Objective
Output as a JSON list of strings the part of the items below that opens with the line containing "Reviewer note: verify that every instance of the shoreline" and closes with the line containing "[[253, 196], [161, 79]]", both included. Use one string per line and leave out blank lines.

Data in this exercise

———

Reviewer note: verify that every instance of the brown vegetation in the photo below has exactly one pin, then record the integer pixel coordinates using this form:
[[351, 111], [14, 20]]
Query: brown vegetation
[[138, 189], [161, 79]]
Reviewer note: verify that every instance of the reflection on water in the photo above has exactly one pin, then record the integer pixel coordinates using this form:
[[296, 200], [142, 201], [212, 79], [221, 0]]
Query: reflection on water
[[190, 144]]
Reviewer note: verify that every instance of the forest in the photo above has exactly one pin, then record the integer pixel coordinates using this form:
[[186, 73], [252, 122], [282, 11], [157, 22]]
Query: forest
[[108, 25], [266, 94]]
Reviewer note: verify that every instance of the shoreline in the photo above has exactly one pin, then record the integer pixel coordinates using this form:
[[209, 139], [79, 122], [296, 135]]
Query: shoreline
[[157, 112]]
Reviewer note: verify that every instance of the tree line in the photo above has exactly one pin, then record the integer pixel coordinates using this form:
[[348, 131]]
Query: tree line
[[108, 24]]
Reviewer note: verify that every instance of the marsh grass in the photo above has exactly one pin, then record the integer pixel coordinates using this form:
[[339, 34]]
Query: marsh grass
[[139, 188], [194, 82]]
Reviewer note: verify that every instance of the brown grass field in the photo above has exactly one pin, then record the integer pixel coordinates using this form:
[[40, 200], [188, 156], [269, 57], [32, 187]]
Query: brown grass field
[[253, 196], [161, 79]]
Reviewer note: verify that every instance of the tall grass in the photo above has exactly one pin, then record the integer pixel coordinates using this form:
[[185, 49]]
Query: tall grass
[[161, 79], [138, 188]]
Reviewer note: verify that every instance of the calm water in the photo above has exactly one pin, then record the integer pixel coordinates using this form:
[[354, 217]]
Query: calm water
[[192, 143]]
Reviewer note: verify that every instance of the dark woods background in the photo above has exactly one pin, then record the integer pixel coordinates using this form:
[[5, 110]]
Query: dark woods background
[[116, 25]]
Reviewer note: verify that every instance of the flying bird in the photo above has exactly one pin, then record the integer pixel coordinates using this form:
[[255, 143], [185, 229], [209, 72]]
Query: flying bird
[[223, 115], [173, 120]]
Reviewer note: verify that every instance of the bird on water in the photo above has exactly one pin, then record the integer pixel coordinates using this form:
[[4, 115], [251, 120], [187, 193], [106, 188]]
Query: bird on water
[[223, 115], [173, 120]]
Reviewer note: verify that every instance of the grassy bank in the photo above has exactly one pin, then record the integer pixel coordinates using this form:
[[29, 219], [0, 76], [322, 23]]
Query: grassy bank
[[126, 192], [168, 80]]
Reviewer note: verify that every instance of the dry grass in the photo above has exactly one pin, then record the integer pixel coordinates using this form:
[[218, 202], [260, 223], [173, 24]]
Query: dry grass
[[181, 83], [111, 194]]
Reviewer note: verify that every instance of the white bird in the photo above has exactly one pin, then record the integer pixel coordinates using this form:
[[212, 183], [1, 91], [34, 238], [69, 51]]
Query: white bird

———

Final result
[
  "Reviewer note: verify that every instance of the shoreline in the photo above has exactly one pin, then record the integer pixel coordinates using this form:",
  "[[209, 139], [79, 122], [296, 135]]",
  "Query: shoreline",
  "[[157, 112]]",
  "Reviewer note: verify that every instance of the tree line in the photo above has exactly one pin, then record the integer pixel coordinates using this form:",
  "[[348, 131]]",
  "Query: tree line",
  "[[108, 24]]",
  "Reviewer note: verify that every instance of the marsh grass in the photo above has exactly one pin, then record the integer pixel coordinates using this form:",
  "[[339, 34]]",
  "Query: marsh grass",
  "[[139, 188], [194, 82]]",
  "Reviewer note: verify that every instance of the brown grass field in the photo above has exactly one pin, then record the integer pixel coordinates using this form:",
  "[[40, 200], [188, 156], [269, 57], [32, 187]]",
  "Query: brown grass field",
  "[[253, 196], [161, 79]]"
]